══ Exercise material ══

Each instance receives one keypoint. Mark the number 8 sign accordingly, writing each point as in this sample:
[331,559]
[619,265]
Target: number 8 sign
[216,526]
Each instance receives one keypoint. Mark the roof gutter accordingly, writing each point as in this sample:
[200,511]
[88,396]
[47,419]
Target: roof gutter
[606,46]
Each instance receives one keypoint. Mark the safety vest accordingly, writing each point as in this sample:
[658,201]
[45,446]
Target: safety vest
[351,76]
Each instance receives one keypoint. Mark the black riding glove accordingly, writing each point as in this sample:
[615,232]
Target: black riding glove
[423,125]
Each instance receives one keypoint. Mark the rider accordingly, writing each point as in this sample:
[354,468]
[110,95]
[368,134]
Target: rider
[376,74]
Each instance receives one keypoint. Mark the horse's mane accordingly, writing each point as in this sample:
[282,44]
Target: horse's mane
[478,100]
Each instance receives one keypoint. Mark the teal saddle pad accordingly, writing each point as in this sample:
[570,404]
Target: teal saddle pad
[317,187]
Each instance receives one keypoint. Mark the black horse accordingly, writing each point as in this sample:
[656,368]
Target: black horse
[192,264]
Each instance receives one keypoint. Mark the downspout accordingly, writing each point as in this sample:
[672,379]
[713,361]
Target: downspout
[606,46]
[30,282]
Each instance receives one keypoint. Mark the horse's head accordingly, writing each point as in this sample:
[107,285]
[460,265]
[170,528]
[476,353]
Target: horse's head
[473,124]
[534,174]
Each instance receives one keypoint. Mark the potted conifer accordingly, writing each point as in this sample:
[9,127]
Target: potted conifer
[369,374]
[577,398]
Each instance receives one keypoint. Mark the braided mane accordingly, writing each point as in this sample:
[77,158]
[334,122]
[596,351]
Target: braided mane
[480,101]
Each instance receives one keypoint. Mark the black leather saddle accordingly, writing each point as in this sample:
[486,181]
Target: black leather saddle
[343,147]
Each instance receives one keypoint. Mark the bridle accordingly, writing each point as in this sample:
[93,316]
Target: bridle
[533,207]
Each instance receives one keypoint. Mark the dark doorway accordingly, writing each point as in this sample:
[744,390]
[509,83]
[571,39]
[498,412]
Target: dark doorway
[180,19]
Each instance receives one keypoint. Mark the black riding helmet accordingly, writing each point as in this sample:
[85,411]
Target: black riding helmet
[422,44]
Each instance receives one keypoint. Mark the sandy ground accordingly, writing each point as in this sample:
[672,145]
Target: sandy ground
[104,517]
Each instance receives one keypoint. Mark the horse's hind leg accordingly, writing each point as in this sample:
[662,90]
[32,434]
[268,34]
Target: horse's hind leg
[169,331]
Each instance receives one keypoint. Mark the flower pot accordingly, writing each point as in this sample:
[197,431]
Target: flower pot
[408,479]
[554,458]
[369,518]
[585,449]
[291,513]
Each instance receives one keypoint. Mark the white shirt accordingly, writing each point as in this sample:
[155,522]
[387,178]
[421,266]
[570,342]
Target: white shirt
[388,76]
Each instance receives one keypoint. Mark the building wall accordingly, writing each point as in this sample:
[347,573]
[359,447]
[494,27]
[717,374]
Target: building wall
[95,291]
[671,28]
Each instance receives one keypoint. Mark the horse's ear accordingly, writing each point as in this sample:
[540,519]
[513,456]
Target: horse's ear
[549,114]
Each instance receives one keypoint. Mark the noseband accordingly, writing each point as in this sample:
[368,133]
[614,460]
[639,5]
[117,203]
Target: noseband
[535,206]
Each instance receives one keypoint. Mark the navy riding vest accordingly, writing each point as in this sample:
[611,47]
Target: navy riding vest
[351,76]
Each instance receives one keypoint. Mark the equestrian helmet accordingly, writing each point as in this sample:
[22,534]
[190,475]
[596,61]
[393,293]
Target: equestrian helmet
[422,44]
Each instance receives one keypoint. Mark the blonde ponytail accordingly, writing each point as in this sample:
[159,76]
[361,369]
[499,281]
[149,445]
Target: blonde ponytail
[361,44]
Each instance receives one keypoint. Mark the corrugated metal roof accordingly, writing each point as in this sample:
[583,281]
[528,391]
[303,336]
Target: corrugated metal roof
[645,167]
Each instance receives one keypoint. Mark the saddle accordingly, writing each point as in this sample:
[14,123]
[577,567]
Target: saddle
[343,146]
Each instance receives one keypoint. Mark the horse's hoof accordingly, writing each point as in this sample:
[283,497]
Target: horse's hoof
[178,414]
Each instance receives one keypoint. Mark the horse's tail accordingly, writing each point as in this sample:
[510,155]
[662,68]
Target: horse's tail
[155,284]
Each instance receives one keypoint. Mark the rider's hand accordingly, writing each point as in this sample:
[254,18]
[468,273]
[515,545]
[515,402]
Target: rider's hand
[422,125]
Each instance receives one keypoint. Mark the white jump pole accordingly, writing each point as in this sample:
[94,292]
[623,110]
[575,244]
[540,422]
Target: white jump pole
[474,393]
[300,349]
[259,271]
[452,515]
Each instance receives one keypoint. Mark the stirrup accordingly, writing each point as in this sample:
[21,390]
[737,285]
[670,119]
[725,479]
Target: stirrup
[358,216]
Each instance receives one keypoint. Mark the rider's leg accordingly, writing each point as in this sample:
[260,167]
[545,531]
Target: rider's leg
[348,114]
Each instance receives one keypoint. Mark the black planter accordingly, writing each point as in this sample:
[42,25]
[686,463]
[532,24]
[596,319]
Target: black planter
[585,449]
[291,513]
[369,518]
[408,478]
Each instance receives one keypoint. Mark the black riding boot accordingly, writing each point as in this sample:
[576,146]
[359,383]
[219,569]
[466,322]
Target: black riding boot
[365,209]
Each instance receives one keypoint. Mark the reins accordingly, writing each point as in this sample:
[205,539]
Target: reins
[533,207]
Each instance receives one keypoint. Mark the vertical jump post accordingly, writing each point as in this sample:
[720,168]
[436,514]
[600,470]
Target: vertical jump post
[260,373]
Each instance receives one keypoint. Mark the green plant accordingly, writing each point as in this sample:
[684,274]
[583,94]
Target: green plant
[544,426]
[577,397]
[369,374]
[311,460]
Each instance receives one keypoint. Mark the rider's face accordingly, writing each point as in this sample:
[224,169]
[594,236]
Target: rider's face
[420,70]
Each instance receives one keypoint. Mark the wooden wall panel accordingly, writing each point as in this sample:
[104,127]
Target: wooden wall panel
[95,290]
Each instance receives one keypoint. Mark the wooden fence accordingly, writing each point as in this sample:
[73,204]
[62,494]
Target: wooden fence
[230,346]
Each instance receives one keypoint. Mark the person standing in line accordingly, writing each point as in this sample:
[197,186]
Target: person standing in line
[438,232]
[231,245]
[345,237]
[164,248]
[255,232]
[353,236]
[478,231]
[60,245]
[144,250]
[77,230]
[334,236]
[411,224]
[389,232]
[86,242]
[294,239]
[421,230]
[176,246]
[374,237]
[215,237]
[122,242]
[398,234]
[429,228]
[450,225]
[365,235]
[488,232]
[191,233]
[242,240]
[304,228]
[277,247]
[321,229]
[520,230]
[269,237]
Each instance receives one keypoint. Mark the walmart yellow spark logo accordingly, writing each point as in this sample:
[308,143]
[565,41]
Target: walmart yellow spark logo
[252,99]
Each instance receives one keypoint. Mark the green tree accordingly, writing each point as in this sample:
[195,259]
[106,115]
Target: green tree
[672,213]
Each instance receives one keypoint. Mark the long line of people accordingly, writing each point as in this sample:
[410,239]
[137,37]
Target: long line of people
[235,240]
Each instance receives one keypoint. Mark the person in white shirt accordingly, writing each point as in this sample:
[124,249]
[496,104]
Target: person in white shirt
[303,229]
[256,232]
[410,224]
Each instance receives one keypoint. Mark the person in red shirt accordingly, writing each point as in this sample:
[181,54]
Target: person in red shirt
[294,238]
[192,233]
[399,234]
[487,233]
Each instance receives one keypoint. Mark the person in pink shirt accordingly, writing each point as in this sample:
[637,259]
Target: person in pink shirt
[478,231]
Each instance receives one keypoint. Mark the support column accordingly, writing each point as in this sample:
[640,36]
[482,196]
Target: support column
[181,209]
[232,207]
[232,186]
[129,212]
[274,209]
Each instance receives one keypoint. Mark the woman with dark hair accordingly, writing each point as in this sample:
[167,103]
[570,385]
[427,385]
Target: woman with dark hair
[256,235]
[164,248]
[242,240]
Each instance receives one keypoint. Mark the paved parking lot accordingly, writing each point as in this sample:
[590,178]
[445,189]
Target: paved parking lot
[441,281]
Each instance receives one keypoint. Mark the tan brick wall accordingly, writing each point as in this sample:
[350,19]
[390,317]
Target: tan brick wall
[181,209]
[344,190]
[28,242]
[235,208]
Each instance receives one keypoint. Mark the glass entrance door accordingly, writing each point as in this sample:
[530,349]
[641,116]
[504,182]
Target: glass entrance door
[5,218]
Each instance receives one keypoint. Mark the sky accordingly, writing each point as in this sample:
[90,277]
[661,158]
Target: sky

═══

### Request
Reproduce exactly the lines from the one with "Each instance receives one keypoint. Mark the woman" through the end of the entries above, both ends included.

### Exercise output
Each instance receives one keypoint. Mark the woman with dark hair accordingly, writing each point as in this sample:
[167,103]
[570,385]
[427,385]
Target: woman with dark hair
[256,235]
[164,248]
[242,240]
Each instance receives one keypoint. Mark the paved parking lot accordingly, writing each point as in this sample:
[590,178]
[445,189]
Target: paved parking lot
[441,281]
Each instance receives one keypoint. Mark the tan brick wall accordingly, writing each point as in this sample:
[350,19]
[390,317]
Target: tan brick wall
[181,209]
[344,190]
[28,242]
[235,208]
Each instance receives one keypoint. Mark the glass entrance door accordingly, writing each point as in this sample:
[530,349]
[641,116]
[504,182]
Target: glass entrance door
[5,218]
Each instance receives one keypoint. Mark the sky accordingly, writing each point as in this sample:
[90,277]
[661,158]
Target: sky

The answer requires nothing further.